YOUR OBJECTIVE. Copy out each line of the data that includes the string "clicks".

+++ THE INPUT +++

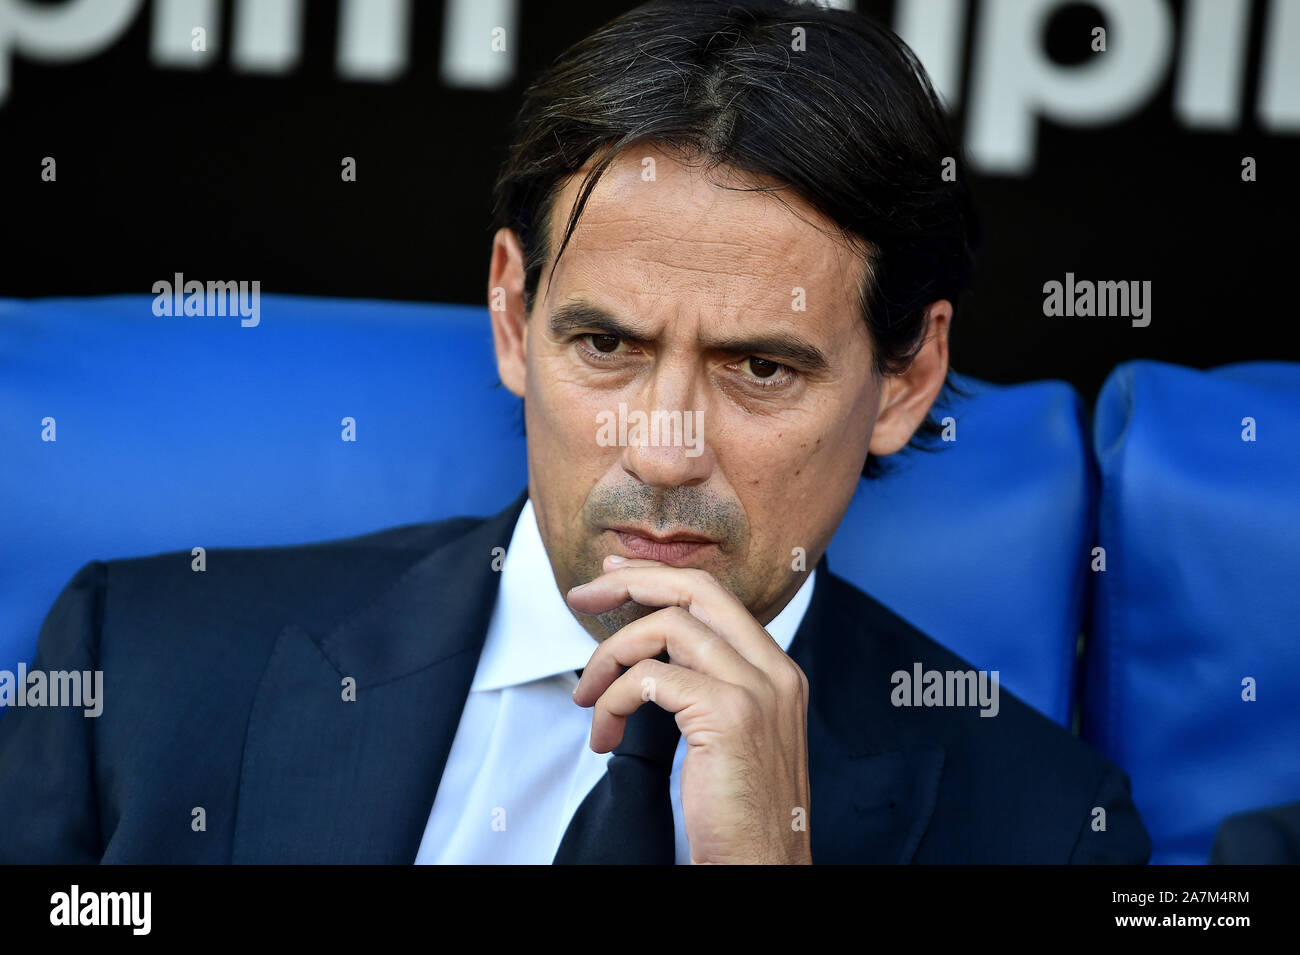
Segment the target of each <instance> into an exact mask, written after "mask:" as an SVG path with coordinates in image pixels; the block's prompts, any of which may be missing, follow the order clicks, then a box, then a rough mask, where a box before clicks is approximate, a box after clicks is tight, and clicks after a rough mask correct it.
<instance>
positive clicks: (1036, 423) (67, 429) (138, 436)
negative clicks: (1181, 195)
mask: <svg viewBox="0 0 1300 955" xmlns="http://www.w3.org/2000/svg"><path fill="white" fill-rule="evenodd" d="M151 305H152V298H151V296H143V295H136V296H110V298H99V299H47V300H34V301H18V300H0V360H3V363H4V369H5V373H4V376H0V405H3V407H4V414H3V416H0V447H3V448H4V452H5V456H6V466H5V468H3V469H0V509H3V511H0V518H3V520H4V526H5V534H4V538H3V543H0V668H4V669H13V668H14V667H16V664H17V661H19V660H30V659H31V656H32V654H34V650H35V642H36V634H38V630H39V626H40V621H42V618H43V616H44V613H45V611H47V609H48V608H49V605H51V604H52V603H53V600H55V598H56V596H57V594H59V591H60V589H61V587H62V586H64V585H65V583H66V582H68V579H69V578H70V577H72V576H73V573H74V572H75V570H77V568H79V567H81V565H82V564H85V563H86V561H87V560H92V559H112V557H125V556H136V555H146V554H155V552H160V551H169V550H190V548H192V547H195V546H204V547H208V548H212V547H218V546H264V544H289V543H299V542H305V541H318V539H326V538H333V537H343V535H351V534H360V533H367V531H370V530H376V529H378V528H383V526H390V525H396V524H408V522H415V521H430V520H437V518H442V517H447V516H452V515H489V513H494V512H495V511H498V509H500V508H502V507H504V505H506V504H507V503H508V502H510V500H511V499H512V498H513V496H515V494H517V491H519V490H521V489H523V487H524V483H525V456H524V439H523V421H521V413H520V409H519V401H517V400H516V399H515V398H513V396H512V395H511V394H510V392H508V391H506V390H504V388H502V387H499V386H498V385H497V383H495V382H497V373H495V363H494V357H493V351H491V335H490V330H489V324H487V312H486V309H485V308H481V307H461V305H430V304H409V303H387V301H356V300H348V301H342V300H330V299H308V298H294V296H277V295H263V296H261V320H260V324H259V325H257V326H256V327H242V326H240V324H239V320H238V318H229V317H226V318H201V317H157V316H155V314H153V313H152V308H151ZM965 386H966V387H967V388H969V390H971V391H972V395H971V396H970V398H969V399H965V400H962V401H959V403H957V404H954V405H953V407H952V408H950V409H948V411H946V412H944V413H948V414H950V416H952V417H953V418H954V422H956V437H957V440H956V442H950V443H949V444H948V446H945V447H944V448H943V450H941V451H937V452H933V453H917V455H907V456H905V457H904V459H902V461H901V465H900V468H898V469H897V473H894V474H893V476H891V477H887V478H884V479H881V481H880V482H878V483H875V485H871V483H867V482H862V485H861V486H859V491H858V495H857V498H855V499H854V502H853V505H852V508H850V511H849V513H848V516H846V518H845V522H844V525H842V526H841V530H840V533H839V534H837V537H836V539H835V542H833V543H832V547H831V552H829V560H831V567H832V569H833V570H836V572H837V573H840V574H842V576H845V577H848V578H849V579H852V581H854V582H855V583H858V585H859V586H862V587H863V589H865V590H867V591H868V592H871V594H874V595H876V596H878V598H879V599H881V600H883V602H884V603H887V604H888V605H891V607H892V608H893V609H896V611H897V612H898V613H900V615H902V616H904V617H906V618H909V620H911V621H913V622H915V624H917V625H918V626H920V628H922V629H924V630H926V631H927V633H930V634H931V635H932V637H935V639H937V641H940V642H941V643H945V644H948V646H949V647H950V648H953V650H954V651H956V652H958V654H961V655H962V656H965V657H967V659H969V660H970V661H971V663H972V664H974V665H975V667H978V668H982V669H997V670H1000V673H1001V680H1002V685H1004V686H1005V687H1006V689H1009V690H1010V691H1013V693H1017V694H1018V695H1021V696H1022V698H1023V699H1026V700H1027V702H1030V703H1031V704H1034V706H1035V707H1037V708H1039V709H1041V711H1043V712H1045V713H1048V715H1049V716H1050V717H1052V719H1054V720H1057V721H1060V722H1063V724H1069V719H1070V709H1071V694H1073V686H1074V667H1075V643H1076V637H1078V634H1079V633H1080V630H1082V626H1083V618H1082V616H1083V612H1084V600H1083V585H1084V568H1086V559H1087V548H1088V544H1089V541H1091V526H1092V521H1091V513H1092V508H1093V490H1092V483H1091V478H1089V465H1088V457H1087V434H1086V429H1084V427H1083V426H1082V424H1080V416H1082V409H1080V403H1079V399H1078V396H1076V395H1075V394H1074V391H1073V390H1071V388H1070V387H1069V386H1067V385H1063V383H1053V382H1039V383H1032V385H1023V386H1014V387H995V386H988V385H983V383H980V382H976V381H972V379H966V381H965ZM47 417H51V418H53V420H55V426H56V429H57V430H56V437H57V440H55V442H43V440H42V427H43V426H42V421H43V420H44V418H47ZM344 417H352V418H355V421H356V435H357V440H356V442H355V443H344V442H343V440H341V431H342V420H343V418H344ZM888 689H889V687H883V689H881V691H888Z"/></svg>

+++

ANSWER BELOW.
Segment the target of each <instance> into an exact mask, written after "mask:" as an SVG path with coordinates in image pixels; the block's prompts, any of which may be missing, follow the order clicks, then a box, then a rough mask, where a box before clicks is approximate, a box after clicks is tight, and clicks after a rough mask correct it.
positive clicks: (1036, 423) (67, 429) (138, 436)
negative clicks: (1181, 195)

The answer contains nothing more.